(Source data)
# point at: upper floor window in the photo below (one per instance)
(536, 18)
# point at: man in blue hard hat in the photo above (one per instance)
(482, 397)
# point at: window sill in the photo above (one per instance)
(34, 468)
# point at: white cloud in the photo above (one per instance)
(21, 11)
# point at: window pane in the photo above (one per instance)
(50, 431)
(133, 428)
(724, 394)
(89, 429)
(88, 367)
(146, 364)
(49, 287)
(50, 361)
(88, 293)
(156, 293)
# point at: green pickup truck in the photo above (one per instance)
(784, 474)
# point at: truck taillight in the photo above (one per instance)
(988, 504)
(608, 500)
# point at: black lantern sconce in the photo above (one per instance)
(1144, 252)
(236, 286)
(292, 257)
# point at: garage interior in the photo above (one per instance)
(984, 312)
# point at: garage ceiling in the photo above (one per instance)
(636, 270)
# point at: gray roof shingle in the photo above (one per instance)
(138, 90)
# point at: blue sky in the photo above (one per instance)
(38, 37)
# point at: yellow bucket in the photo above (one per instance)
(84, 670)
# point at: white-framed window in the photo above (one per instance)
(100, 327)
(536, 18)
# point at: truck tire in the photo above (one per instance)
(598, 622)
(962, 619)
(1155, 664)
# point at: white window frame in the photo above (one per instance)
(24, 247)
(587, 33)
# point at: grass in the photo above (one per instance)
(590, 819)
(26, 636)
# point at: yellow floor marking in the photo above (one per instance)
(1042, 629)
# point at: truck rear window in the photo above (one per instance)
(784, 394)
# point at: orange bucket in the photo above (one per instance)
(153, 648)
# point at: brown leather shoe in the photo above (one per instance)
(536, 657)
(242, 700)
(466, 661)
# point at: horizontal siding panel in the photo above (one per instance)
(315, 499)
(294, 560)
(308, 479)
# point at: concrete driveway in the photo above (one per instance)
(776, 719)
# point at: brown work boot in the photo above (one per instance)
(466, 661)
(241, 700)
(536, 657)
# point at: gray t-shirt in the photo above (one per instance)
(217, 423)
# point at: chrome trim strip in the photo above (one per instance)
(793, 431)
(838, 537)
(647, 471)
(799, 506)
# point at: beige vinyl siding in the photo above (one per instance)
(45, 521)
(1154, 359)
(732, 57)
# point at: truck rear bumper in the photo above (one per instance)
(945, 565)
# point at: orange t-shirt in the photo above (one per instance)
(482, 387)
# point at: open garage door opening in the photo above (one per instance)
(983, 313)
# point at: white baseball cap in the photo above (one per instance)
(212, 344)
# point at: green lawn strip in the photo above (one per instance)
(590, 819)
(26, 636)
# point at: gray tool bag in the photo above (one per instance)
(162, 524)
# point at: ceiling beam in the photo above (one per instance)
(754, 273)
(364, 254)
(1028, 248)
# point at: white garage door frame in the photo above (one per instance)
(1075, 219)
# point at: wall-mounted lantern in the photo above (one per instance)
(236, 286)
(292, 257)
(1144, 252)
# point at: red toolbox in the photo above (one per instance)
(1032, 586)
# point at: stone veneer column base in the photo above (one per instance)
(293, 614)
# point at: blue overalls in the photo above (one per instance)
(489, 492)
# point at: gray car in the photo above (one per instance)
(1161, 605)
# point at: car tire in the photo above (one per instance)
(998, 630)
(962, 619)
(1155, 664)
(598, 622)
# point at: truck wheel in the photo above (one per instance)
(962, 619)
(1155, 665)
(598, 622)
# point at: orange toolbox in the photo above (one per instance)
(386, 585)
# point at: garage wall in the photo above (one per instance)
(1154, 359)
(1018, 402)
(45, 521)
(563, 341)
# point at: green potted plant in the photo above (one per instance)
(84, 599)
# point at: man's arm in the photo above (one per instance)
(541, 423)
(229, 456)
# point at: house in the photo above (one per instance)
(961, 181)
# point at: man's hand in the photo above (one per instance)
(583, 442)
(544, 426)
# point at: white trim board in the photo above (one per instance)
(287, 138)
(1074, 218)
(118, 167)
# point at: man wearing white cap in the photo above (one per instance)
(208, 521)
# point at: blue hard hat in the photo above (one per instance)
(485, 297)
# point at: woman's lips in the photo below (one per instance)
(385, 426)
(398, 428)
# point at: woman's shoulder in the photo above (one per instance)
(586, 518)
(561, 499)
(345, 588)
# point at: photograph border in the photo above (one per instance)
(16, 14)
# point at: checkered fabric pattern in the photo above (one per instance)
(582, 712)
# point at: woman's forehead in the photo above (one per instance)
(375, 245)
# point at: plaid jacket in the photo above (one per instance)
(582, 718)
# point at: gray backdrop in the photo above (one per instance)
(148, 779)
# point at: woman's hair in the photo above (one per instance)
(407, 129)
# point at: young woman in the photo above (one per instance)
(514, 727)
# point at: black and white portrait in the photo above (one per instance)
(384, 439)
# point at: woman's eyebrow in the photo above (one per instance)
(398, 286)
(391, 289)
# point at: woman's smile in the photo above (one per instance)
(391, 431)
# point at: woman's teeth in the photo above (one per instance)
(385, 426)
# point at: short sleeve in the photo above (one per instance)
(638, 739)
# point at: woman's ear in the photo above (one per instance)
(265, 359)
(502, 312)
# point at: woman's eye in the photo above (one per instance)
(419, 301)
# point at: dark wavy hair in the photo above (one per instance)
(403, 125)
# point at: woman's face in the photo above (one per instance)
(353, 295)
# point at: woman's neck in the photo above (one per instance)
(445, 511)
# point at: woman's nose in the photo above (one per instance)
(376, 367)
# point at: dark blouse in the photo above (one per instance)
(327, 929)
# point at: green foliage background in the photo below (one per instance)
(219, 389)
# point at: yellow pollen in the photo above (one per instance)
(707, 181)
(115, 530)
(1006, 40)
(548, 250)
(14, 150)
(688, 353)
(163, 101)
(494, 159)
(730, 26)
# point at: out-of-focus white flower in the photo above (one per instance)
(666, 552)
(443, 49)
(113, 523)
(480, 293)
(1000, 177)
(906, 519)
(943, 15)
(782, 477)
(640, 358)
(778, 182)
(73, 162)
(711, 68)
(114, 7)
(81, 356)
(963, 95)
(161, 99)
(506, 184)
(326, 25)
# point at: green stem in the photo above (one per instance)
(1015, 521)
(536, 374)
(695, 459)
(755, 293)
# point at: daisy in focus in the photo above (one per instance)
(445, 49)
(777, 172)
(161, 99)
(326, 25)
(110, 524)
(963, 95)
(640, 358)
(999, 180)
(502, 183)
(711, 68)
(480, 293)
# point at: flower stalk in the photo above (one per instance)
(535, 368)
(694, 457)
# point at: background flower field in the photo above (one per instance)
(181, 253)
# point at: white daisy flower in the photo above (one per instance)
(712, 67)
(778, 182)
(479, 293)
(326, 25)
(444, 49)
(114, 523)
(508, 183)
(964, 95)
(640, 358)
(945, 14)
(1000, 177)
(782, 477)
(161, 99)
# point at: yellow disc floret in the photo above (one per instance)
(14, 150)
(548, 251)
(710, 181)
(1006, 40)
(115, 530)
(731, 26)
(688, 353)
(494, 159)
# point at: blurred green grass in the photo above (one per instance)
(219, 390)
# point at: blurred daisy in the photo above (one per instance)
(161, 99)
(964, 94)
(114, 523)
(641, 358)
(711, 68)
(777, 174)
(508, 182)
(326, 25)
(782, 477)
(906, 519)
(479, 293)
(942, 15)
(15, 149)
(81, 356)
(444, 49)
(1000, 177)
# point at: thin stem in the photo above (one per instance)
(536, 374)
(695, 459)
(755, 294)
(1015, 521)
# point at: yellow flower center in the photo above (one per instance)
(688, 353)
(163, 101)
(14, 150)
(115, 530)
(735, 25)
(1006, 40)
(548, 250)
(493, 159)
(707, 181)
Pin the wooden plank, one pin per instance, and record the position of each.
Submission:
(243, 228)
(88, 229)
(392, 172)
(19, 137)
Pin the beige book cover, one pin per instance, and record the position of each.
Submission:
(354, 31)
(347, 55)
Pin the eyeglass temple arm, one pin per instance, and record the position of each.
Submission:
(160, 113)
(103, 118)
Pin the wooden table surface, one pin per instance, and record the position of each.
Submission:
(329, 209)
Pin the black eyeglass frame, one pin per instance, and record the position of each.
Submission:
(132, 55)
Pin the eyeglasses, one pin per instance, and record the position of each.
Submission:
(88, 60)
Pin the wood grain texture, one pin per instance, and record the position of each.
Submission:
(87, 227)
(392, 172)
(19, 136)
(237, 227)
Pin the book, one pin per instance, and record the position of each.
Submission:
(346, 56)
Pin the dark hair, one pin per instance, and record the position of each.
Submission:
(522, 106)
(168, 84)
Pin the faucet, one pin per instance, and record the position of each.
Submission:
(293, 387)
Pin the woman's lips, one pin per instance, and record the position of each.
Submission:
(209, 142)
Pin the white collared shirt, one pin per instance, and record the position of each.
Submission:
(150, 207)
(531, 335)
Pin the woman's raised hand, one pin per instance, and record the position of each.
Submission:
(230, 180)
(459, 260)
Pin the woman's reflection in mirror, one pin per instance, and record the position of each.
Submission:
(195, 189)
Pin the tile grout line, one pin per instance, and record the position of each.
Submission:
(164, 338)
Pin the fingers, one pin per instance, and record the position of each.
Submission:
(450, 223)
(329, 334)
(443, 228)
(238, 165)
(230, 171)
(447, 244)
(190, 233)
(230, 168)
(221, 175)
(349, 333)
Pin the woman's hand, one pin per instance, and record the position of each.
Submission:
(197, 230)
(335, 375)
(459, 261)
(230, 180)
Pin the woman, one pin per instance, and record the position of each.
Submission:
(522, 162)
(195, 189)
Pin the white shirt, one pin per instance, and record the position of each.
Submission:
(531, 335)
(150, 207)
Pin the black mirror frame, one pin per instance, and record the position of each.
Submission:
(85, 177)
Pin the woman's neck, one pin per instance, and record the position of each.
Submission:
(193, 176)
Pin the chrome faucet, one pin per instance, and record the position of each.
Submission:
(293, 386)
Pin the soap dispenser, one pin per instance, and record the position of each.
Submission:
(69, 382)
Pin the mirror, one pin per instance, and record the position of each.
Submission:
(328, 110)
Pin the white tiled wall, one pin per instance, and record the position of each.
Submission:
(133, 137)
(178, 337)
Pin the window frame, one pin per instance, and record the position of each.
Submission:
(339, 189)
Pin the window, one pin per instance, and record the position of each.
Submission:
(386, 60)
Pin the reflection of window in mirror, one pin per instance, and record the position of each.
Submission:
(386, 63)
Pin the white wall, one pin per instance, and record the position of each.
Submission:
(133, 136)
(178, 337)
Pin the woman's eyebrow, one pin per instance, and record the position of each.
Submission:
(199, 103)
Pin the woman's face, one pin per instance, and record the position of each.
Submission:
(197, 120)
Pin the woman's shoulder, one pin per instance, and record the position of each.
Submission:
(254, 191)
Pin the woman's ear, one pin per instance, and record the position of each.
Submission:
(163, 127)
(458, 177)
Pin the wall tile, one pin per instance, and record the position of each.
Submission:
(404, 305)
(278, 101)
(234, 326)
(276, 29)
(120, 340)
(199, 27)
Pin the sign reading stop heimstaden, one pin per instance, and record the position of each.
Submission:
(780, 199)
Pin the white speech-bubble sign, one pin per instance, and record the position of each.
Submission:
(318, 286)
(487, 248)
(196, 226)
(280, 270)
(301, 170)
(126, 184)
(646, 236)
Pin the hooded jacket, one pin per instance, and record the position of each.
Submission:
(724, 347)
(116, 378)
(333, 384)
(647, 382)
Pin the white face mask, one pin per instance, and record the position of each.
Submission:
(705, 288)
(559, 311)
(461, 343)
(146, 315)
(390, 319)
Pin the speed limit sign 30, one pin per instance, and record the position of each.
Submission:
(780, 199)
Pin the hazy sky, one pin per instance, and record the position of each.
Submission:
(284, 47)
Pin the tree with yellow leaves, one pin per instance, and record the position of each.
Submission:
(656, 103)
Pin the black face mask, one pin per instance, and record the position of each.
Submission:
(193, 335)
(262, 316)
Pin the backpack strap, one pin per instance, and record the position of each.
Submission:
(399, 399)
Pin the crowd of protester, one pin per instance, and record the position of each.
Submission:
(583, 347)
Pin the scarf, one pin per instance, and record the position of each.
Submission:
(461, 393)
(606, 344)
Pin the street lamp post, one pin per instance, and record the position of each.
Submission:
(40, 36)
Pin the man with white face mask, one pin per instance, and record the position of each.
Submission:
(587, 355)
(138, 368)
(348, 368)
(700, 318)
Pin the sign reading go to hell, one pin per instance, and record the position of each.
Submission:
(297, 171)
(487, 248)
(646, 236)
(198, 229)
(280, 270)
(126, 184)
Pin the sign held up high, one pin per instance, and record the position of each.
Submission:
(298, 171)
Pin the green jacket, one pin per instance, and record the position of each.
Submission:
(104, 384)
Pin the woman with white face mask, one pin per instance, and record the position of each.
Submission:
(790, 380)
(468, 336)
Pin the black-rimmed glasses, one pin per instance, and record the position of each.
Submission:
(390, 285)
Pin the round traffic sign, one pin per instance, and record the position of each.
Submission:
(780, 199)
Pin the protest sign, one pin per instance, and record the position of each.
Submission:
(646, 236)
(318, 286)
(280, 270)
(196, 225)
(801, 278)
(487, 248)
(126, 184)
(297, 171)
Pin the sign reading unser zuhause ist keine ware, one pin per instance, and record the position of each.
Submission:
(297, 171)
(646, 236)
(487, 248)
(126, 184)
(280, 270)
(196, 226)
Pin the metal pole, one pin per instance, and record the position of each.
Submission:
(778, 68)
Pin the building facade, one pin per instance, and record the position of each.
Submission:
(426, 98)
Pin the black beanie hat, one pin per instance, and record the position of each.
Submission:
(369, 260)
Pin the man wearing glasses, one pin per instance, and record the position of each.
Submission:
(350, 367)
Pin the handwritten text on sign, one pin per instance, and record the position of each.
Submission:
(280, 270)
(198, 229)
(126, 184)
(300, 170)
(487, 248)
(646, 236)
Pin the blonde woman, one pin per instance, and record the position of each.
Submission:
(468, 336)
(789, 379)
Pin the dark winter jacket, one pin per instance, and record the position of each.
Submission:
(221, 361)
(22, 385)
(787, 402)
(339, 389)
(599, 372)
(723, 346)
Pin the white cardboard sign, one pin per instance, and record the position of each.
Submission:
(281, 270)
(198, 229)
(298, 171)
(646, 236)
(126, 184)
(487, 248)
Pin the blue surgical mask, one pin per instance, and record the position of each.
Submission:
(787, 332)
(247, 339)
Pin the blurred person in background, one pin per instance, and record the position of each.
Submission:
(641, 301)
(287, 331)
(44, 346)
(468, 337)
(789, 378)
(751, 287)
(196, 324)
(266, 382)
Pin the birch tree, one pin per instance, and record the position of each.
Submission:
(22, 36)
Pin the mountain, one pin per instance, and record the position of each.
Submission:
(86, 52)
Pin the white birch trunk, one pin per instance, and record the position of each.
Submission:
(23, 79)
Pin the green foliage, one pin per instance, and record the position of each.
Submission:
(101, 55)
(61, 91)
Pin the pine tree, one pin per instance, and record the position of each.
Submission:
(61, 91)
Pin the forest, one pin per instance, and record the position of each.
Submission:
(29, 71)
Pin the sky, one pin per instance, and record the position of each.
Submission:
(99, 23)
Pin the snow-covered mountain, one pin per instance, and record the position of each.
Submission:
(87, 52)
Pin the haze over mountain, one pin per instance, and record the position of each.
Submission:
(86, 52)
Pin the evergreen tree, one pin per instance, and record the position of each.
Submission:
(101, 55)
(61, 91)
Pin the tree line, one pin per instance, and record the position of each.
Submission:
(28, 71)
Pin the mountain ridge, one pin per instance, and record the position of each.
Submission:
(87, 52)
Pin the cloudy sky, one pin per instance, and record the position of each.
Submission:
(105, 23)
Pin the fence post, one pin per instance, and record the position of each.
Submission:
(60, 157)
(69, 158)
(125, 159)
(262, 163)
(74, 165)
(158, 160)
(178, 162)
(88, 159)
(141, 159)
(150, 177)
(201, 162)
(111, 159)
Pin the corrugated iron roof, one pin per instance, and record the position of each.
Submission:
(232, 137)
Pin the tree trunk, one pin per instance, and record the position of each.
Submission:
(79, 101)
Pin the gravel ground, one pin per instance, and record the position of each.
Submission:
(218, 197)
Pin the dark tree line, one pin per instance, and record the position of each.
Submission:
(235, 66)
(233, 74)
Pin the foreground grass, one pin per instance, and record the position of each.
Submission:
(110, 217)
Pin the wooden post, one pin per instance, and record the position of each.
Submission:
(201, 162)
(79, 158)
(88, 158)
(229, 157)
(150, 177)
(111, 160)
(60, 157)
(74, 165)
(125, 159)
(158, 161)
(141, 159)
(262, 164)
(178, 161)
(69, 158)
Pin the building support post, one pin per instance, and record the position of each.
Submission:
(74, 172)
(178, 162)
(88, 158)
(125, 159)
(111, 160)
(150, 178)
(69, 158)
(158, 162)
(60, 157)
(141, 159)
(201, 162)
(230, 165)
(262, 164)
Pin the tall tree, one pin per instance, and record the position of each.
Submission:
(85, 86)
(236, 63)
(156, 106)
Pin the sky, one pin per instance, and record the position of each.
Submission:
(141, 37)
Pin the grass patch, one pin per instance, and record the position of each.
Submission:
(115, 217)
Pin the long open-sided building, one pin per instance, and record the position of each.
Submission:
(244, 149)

* [The task]
Nothing but the lines from the one with "Pin the building support" through the last line should be repeated, each exactly as it stands.

* [Output of the task]
Pin the building support post, one pin per instance, and record the position of each.
Submission:
(74, 172)
(178, 162)
(88, 158)
(125, 159)
(111, 160)
(150, 178)
(69, 158)
(158, 162)
(60, 157)
(141, 159)
(201, 162)
(230, 165)
(262, 164)
Pin the tall tree, one pin per instance, and record the position of each.
Submission:
(85, 86)
(236, 63)
(156, 106)
Pin the sky, one pin per instance, and record the position of each.
Submission:
(141, 37)
Pin the grass patch, one pin per instance, and record the position of each.
Submission:
(115, 217)
Pin the long open-sided building, one pin per instance, and record the position of each.
Submission:
(244, 149)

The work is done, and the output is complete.